((

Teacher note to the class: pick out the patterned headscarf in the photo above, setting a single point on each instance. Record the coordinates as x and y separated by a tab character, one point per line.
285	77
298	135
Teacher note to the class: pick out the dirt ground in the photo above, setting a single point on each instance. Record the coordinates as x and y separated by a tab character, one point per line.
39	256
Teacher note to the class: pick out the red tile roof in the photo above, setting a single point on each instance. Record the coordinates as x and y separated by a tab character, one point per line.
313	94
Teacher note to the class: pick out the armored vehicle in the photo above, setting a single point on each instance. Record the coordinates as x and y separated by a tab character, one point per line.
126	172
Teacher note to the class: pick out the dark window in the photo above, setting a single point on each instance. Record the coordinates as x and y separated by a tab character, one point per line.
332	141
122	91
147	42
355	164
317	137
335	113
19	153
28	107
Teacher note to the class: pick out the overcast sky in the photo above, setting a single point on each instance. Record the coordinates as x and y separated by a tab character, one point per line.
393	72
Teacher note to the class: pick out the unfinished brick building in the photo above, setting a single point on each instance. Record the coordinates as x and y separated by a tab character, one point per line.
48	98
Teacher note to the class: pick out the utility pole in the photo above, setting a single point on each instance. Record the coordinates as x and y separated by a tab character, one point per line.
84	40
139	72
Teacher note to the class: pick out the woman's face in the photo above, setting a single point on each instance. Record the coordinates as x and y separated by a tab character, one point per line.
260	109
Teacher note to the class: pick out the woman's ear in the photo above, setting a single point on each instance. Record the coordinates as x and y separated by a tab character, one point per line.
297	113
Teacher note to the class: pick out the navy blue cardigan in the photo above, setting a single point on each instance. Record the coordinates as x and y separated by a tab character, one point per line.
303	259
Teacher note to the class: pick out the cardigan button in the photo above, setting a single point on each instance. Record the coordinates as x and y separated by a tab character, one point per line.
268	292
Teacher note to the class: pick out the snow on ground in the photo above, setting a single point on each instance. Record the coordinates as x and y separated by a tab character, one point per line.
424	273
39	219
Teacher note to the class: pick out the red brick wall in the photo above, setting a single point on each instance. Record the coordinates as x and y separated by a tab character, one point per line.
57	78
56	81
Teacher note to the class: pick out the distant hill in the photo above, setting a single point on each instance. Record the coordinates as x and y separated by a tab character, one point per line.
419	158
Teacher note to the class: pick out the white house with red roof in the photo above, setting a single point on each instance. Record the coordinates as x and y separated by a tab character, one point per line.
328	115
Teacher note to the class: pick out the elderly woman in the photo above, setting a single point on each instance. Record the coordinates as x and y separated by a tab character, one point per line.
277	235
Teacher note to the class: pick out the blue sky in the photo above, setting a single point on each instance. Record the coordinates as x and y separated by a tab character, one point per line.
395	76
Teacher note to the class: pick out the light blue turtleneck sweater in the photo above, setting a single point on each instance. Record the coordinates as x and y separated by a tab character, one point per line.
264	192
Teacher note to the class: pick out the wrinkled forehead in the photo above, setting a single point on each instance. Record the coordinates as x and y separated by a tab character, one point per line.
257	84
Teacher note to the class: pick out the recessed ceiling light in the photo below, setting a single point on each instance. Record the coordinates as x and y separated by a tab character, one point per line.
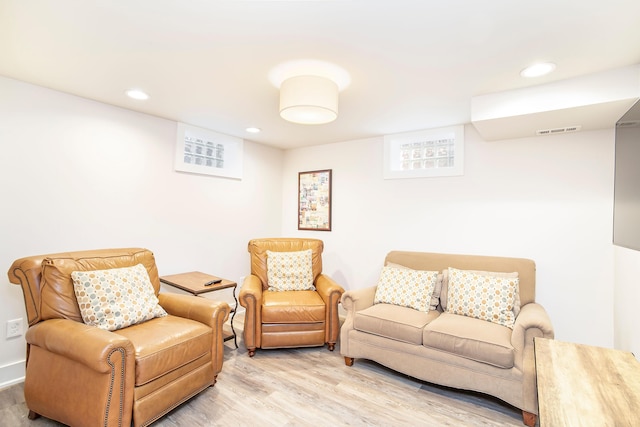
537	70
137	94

))
((

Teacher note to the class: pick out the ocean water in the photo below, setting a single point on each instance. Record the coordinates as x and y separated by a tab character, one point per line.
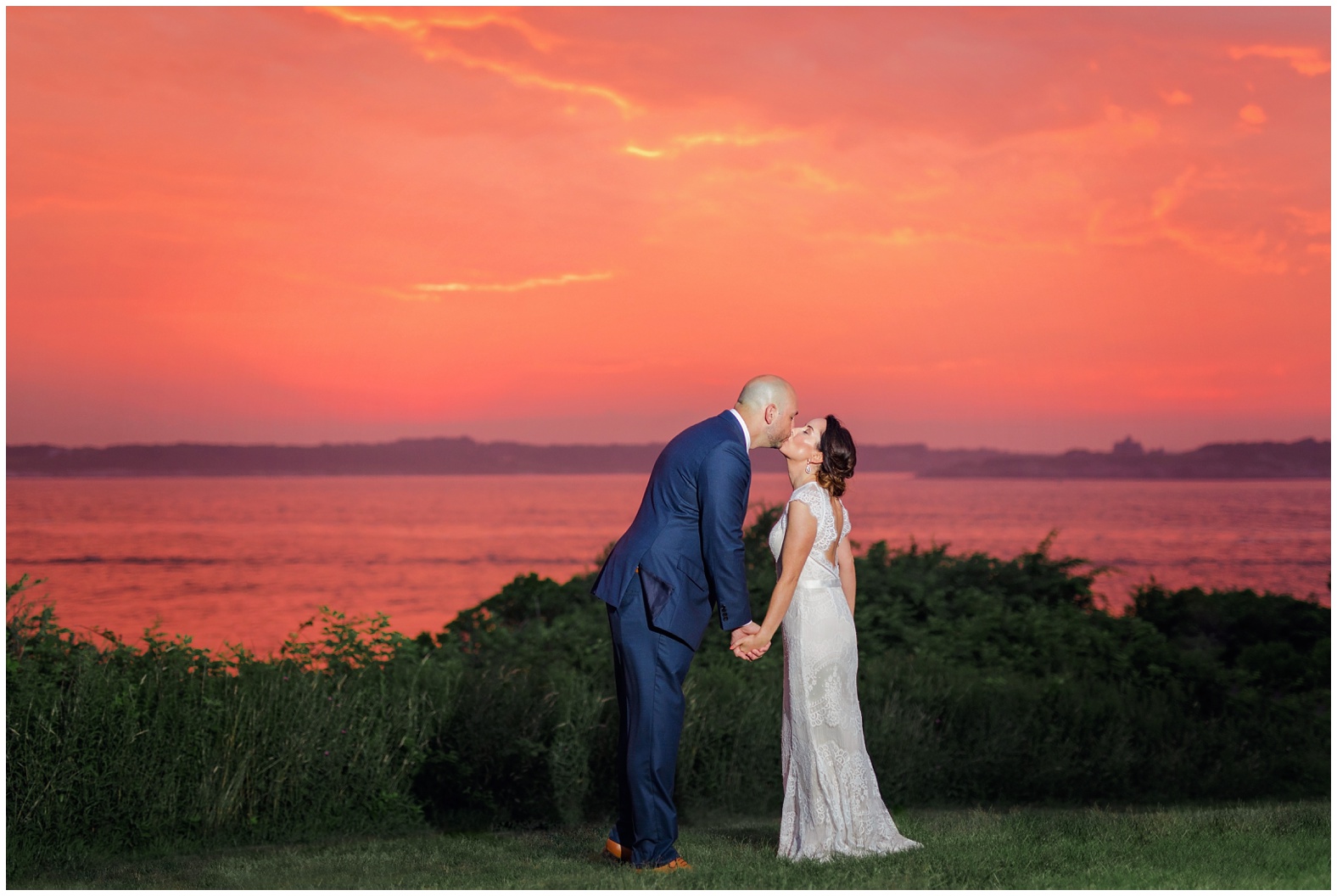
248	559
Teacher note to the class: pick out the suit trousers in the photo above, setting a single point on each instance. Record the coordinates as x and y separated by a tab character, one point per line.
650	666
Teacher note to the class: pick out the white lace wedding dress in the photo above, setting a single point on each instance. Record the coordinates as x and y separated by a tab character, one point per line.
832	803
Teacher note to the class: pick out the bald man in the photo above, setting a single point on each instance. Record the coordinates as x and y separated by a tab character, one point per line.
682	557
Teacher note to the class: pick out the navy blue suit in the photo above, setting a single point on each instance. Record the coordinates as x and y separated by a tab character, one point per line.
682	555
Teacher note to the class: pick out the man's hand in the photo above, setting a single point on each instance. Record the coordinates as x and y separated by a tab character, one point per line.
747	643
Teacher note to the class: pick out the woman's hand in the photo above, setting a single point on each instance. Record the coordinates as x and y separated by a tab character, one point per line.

))

Count the lines above that contain the word "hand", and reply with only that number.

2